- EXERCISE DETAILS: Everything from the line holding "the dog's fur" through the last line below must be repeated exactly, and nothing else.
== ENTRIES
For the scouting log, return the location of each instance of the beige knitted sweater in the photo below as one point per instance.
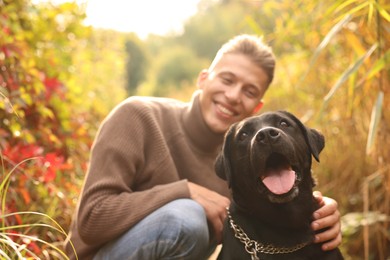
(145, 152)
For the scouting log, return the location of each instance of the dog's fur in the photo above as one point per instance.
(275, 141)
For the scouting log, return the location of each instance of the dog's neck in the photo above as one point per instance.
(270, 232)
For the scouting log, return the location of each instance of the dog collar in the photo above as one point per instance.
(253, 247)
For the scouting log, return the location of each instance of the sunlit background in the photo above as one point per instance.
(142, 17)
====
- THE COMPLETED TASK:
For the scouting log, return the location of each instance of the dog's fur in the photo above as one point per instance.
(275, 141)
For the scouting log, return the location of each instance of the dog's neck in the photo above as one point per instance.
(270, 232)
For the scouting log, return the location of each instance of the dog collar in the photo above as one point per instance.
(253, 247)
For the scouting log, return the location of each instance of the sunlit background in the photo above as one point per instance.
(142, 17)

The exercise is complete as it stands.